Point localization data:
====

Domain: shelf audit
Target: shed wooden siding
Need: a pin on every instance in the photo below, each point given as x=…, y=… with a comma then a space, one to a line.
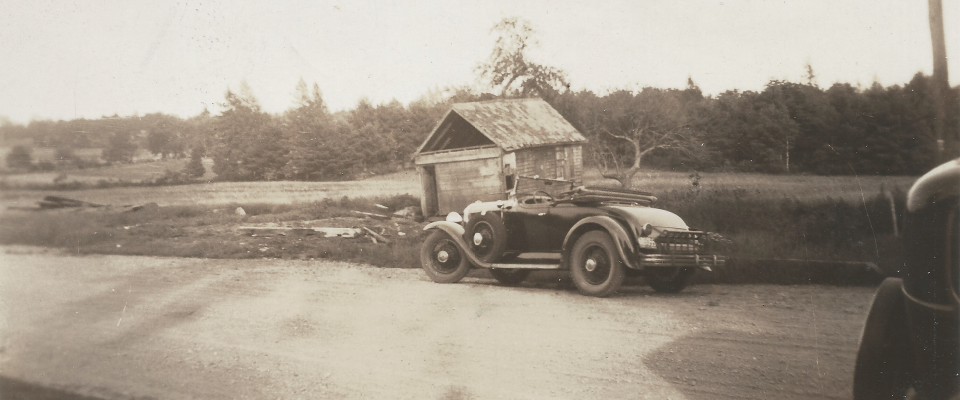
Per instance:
x=553, y=162
x=463, y=182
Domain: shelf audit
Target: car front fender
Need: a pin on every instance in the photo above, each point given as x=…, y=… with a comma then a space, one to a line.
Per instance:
x=620, y=238
x=456, y=233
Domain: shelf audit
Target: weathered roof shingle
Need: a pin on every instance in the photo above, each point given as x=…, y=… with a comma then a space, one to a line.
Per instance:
x=519, y=123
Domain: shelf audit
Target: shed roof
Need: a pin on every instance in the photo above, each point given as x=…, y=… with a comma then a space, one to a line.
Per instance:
x=512, y=124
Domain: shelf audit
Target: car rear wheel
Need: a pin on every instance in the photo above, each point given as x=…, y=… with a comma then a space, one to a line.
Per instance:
x=881, y=370
x=441, y=258
x=595, y=265
x=487, y=236
x=669, y=280
x=510, y=276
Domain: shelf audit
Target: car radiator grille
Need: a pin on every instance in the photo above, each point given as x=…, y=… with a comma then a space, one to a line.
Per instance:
x=681, y=242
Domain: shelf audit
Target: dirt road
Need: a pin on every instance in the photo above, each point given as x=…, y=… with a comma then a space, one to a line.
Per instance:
x=141, y=327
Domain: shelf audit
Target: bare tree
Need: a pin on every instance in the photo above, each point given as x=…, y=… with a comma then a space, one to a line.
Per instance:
x=627, y=127
x=510, y=68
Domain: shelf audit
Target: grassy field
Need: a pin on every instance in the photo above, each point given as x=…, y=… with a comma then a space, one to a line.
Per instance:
x=774, y=187
x=766, y=217
x=800, y=187
x=284, y=192
x=136, y=172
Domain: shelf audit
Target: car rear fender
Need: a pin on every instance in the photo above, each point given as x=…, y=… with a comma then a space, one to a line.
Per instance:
x=601, y=222
x=456, y=233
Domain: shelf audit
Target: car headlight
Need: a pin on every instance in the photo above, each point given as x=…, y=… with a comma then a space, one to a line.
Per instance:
x=647, y=243
x=454, y=217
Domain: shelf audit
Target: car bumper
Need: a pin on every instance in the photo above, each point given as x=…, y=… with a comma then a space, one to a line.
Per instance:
x=681, y=260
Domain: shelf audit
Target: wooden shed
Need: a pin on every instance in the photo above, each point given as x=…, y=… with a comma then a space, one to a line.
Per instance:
x=478, y=149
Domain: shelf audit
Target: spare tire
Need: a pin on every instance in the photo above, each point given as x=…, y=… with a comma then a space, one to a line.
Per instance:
x=487, y=236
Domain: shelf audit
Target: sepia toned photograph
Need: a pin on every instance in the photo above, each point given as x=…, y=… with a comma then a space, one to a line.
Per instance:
x=736, y=199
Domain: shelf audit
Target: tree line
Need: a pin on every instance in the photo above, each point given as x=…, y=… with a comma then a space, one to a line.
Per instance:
x=788, y=127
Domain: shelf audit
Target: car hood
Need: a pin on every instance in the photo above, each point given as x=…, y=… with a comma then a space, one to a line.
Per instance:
x=647, y=215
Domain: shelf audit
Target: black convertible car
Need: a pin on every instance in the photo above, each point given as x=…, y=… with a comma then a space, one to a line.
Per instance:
x=601, y=235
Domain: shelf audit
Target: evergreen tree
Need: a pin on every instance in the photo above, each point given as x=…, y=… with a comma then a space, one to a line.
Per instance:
x=195, y=168
x=121, y=148
x=249, y=145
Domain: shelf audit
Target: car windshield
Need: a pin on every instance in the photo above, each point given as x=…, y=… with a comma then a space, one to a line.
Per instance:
x=530, y=186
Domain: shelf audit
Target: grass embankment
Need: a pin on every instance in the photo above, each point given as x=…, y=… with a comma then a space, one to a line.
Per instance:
x=210, y=231
x=758, y=228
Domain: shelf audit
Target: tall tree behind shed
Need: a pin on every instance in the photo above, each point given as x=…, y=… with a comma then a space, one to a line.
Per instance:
x=625, y=127
x=510, y=69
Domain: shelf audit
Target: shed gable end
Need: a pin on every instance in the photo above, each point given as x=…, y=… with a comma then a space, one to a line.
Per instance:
x=454, y=132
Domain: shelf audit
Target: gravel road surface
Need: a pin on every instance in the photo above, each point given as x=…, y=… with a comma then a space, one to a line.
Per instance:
x=119, y=327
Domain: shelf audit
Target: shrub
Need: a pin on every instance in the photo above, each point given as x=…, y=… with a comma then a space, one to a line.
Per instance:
x=20, y=157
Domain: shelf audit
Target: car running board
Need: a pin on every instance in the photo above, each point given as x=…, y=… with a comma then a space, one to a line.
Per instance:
x=526, y=266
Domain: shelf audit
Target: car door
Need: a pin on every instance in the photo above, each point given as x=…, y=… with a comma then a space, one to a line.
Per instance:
x=535, y=227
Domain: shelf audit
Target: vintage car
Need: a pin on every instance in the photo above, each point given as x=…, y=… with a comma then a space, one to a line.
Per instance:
x=911, y=339
x=601, y=235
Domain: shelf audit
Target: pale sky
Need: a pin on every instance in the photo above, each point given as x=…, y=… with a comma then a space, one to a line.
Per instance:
x=72, y=59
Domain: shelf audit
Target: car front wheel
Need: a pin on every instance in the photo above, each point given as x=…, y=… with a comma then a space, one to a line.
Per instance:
x=595, y=265
x=442, y=259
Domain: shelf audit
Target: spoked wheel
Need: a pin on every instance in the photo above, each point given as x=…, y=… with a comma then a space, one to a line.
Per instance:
x=669, y=280
x=487, y=236
x=595, y=266
x=510, y=276
x=442, y=259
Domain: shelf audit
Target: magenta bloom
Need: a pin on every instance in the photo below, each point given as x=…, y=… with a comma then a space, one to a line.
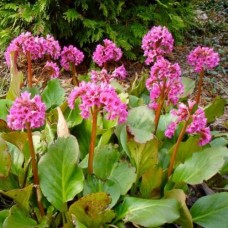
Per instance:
x=26, y=110
x=157, y=42
x=202, y=58
x=120, y=72
x=197, y=122
x=103, y=96
x=164, y=82
x=108, y=52
x=71, y=55
x=100, y=76
x=52, y=68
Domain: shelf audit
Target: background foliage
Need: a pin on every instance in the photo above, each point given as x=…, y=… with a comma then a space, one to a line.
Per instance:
x=86, y=22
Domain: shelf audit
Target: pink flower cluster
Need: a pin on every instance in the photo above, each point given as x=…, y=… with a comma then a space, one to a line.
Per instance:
x=100, y=95
x=157, y=42
x=52, y=68
x=107, y=52
x=202, y=58
x=104, y=76
x=36, y=46
x=164, y=82
x=197, y=122
x=26, y=110
x=71, y=55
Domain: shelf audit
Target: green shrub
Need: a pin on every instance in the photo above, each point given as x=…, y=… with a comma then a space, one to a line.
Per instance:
x=87, y=22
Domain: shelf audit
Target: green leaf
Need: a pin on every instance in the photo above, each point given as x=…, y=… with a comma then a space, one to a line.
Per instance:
x=185, y=219
x=189, y=86
x=60, y=178
x=20, y=196
x=186, y=149
x=201, y=166
x=151, y=182
x=143, y=156
x=92, y=210
x=73, y=117
x=5, y=159
x=16, y=79
x=3, y=215
x=211, y=211
x=53, y=94
x=4, y=107
x=18, y=218
x=118, y=173
x=148, y=213
x=140, y=123
x=104, y=160
x=214, y=110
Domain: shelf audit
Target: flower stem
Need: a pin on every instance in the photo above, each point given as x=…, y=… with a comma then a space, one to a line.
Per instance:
x=92, y=139
x=199, y=87
x=35, y=170
x=28, y=55
x=181, y=135
x=74, y=75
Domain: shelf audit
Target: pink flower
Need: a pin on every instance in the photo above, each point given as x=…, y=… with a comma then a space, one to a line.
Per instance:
x=100, y=76
x=196, y=122
x=71, y=55
x=120, y=72
x=53, y=69
x=202, y=58
x=103, y=96
x=156, y=43
x=164, y=82
x=51, y=46
x=26, y=110
x=108, y=52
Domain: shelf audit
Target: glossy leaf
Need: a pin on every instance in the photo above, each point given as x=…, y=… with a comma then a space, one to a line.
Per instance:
x=185, y=219
x=60, y=178
x=140, y=123
x=5, y=159
x=92, y=210
x=216, y=109
x=53, y=94
x=189, y=86
x=20, y=196
x=211, y=211
x=4, y=107
x=148, y=213
x=151, y=182
x=104, y=160
x=18, y=218
x=201, y=166
x=143, y=156
x=124, y=174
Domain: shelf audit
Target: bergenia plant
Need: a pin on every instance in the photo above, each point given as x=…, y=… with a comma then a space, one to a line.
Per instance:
x=202, y=58
x=164, y=85
x=70, y=58
x=103, y=75
x=106, y=53
x=194, y=123
x=156, y=43
x=52, y=69
x=29, y=113
x=97, y=98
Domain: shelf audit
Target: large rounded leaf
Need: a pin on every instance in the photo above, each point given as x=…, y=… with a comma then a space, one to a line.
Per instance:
x=140, y=123
x=211, y=211
x=148, y=213
x=201, y=166
x=60, y=178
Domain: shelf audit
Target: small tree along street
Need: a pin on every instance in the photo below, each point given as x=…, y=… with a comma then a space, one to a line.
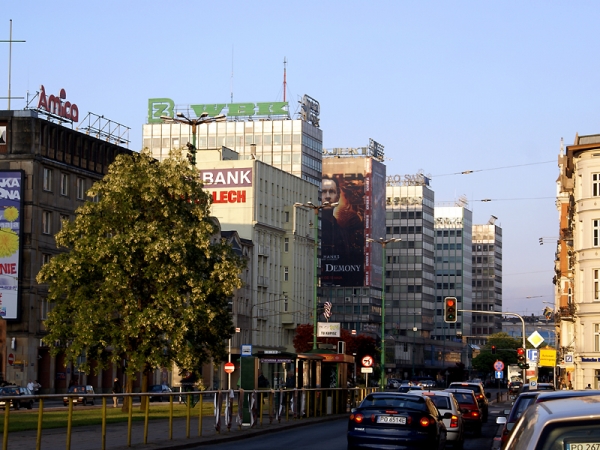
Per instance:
x=143, y=278
x=506, y=351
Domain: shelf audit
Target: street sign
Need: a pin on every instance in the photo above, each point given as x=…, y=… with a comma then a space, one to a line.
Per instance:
x=533, y=355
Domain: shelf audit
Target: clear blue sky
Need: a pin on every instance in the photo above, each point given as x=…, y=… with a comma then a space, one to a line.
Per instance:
x=444, y=86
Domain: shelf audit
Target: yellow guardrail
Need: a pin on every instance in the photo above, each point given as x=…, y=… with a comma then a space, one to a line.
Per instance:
x=293, y=403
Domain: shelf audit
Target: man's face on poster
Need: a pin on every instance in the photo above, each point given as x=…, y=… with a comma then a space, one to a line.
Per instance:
x=330, y=191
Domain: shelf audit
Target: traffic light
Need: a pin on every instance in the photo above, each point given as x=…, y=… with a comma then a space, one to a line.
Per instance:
x=521, y=358
x=450, y=310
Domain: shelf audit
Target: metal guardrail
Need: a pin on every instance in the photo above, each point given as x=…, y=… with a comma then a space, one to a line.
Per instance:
x=292, y=404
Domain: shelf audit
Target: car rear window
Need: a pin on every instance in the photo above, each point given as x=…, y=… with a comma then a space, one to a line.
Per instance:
x=415, y=403
x=441, y=402
x=464, y=398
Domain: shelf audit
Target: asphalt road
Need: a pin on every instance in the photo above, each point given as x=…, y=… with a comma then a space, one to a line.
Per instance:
x=332, y=436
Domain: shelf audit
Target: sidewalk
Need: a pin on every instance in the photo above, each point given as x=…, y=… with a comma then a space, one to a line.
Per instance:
x=90, y=438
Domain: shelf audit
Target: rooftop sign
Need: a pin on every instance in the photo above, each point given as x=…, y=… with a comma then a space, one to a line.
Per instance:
x=158, y=107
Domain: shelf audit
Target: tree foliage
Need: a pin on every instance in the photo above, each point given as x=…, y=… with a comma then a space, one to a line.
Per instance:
x=143, y=277
x=506, y=351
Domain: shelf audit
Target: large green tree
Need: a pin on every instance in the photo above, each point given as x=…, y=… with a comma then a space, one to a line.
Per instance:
x=143, y=277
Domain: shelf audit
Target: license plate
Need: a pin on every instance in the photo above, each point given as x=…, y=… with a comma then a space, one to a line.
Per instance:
x=582, y=446
x=391, y=419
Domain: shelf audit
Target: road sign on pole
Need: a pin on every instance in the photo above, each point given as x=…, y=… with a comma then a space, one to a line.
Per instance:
x=367, y=361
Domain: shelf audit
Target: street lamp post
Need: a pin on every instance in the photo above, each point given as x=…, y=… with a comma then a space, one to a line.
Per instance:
x=383, y=244
x=316, y=209
x=204, y=118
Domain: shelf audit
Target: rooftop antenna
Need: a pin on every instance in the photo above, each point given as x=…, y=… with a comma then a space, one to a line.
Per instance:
x=10, y=41
x=232, y=74
x=284, y=77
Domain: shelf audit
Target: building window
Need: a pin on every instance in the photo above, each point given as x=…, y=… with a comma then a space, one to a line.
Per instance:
x=64, y=184
x=63, y=219
x=46, y=222
x=80, y=188
x=44, y=309
x=47, y=180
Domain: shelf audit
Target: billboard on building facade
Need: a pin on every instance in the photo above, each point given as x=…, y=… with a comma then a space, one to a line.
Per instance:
x=343, y=227
x=11, y=213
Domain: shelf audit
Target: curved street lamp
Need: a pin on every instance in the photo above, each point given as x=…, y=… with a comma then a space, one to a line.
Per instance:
x=204, y=118
x=383, y=244
x=316, y=209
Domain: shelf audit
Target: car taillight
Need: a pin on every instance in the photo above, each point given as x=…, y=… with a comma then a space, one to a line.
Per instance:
x=358, y=418
x=425, y=421
x=454, y=422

====

Exercise prompt
From the data above, state how many lines contain the string "building", offering no other words.

Result below
2